======== Page ========
If you’re selling a property abroad, it stands to reason that you’ll want to make as much money from the transaction as possible. However, there are more things you need to consider than if you were doing a similar deal in the UK, particularly if you plan to repatriate the proceeds.
Here are a few points to think about before you put your real estate asset on the market.
Is it a good time to sell?
If you have a choice about whether or not you sell your property, it’s important that you do some research about the state of the local market. For example, if your home is in somewhere like Spain or Greece, you’ll currently be better off if you hold on to it until the market here improves.
Should your property be in an up-and-coming destination – Brazil for example – or one considered to be a safe haven, such as parts of the US like New York, now could be the right time to put your asset on the market.
Everyone wants to get as much as possible for their property when they put it up for sale, but you need to stay realistic about the price. Put it too high, and you’ll deter buyers who may otherwise have been interested, but price it too low and you’ll end up losing out.
You should look at how the market is performing in the area your home is located in and base your asking price on similar properties in your locality. Get valuations from several local agents to give you a good overall picture of what your property is truly worth.
Market it effectively
To have the best chance of receiving a good price for your real estate asset, you need to reach as many potential buyers as possible. Don’t just restrict yourself to putting up a board outside the house and having the details displayed in a local agent’s window.
The internet is a powerful tool for marketing nowadays, so use it wisely! List your property on a dedicated website for homes abroad and make sure you include several nice photos of the interior and exterior to draw purchasers in.
Consider whether it is also worth advertising in local papers if you want to target people living in and around your area, in addition to overseas buyers.
Be savvy with foreign exchange
Once you’ve actually sold your property, the next thing you’ll need to work out is how to transfer the funds back to the UK, if you’re planning to return to the country permanently, of course.
========
Please list every country named in the article on selling a property abroad.
======== Provided data ========
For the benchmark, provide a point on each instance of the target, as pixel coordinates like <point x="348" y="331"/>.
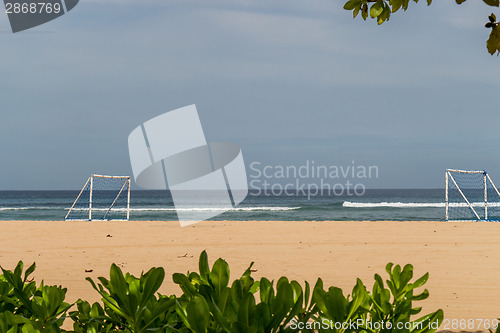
========
Solution to this exercise
UK, Spain, Greece, Brazil, US